Activity - The records below are to be returned word for word, with pictures left out.

+++

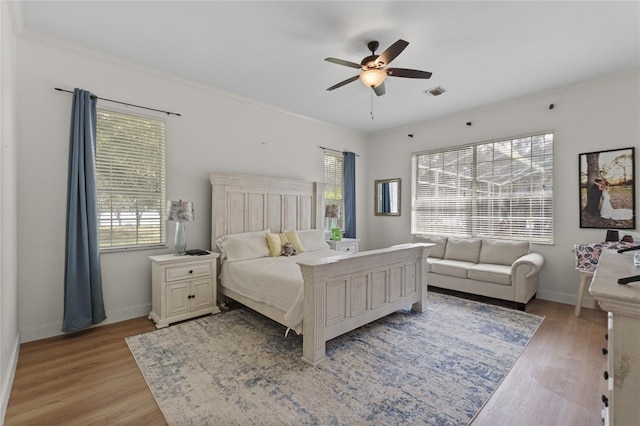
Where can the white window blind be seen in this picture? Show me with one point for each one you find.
(130, 172)
(334, 188)
(498, 189)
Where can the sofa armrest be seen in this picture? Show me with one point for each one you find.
(531, 264)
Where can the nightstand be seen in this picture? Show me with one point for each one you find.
(182, 287)
(346, 244)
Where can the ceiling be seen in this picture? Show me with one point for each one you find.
(481, 52)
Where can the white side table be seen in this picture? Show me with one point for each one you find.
(349, 245)
(182, 287)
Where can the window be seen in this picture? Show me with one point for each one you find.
(498, 189)
(334, 189)
(130, 177)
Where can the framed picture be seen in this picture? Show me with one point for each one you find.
(607, 189)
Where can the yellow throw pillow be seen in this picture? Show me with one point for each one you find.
(275, 243)
(292, 237)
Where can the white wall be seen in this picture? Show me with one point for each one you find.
(591, 116)
(9, 336)
(216, 132)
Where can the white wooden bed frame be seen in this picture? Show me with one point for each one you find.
(341, 293)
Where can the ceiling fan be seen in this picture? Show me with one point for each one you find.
(373, 67)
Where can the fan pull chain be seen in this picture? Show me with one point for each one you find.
(371, 108)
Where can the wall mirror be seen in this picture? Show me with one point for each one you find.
(387, 197)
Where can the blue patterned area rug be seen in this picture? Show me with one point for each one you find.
(435, 368)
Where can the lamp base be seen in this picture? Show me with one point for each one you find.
(180, 241)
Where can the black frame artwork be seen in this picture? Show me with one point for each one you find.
(607, 189)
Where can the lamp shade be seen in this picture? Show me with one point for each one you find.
(180, 211)
(332, 210)
(373, 77)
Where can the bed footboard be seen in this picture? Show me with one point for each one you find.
(345, 292)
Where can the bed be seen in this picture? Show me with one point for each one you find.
(325, 293)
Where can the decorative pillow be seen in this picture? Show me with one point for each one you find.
(440, 244)
(313, 240)
(502, 252)
(465, 249)
(275, 243)
(218, 243)
(292, 237)
(245, 248)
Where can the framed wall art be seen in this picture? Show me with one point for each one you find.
(607, 189)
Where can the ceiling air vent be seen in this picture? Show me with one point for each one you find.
(435, 91)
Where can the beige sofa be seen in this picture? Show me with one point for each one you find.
(500, 269)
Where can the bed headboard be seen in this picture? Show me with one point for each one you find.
(244, 203)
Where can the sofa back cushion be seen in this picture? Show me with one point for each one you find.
(466, 249)
(440, 244)
(502, 252)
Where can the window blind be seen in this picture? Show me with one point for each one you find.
(334, 187)
(498, 189)
(130, 172)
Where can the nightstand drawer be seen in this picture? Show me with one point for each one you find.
(174, 273)
(351, 248)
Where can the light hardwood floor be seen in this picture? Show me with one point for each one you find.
(91, 378)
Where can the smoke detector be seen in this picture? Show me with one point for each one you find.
(435, 91)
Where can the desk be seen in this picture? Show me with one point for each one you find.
(587, 257)
(622, 405)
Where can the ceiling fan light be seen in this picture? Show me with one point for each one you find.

+++

Answer -
Where can the white window blind be seen in this picture? Show me with one point for each one you find.
(130, 172)
(334, 188)
(498, 189)
Where can the sofa armrest be seen in this picture? Show me with one point for each one you find.
(531, 264)
Where can the nightstand be seen in this picture? Show me with one point for each one you find.
(182, 287)
(346, 244)
Where can the ceiling be seen in this picture? Show me with one point for each one you find.
(481, 52)
Where can the white side table be seen in this picture? Show me with one point for each one you find.
(349, 245)
(182, 287)
Where can the window be seen in this picture? Show me with one point for each one you find.
(498, 189)
(334, 189)
(130, 177)
Where can the framed picture be seen in this picture? Show me with one point for each one you find.
(607, 189)
Where can the yellow throw pillow be seen in this picture? Show me with one point for each one you find.
(275, 243)
(292, 237)
Where can the white wall be seen in this picture? Show me with one point for each one you find.
(591, 116)
(9, 336)
(216, 132)
Where can the white wooden bed frame be seen in this picture? Show me with one point for each one you find.
(341, 293)
Where can the ceiling fan be seen in this picture? Show me with one point for each one you find.
(373, 67)
Where can the fan pull chain be seen in this picture? Show me with one point for each one you find.
(371, 108)
Where can the wall mirror be seen in this picture? Show me with one point for each one you find.
(387, 197)
Where can the blue patterned area rug be seen in this picture? Show me with one point for each one you find.
(435, 368)
Where can the lamp base be seen in this picture? Show me with one point for each one you find.
(180, 241)
Where can the black frame artwork be seen in this picture? Show me with one point for each one you find.
(607, 189)
Where can the lamp shade be seen in this picture? Show me with one point for each one you find.
(180, 211)
(332, 210)
(373, 77)
Where can the bed footboard be seen in this picture? Show me with one point for each one you find.
(345, 292)
Where can the bed be seen in this picture? Show me with one point for each one you find.
(325, 293)
Where can the decorative pillow be seen in this picture? Show me with one point for each one you find.
(440, 244)
(313, 240)
(502, 252)
(465, 249)
(275, 243)
(218, 243)
(292, 237)
(245, 248)
Where can the framed wall art be seen in this picture? Show me with one point for each one you find.
(607, 189)
Where can the ceiling air vent be seen in this picture? Show me with one point for each one you find.
(435, 91)
Where can the beige sofa be seen in this picture? Show me with one point for each one you find.
(500, 269)
Where can the bed headboard be seen in this picture? Show me with one point for each one you find.
(244, 203)
Where can the sofa back cushion be seen in this picture? Show me with one point for each one you find.
(466, 249)
(440, 244)
(502, 252)
Where can the window blind be seen in this picture? Show me with one point for each one you find.
(334, 187)
(498, 189)
(130, 172)
Where can the nightstand drawer be seen in this picture? Show me with one point for each one you find.
(174, 273)
(351, 248)
Where can the light hardwood floor be seen in this picture? Show me with one point for each one you find.
(91, 378)
Where can the smoke detector be seen in this picture? Show me with one point for each one you find.
(435, 91)
Where can the desk be seen in this picture? Show me with one point for each one you find.
(587, 257)
(622, 405)
Where can the ceiling fan light be seen in this picture? Show me with one point for each one you find.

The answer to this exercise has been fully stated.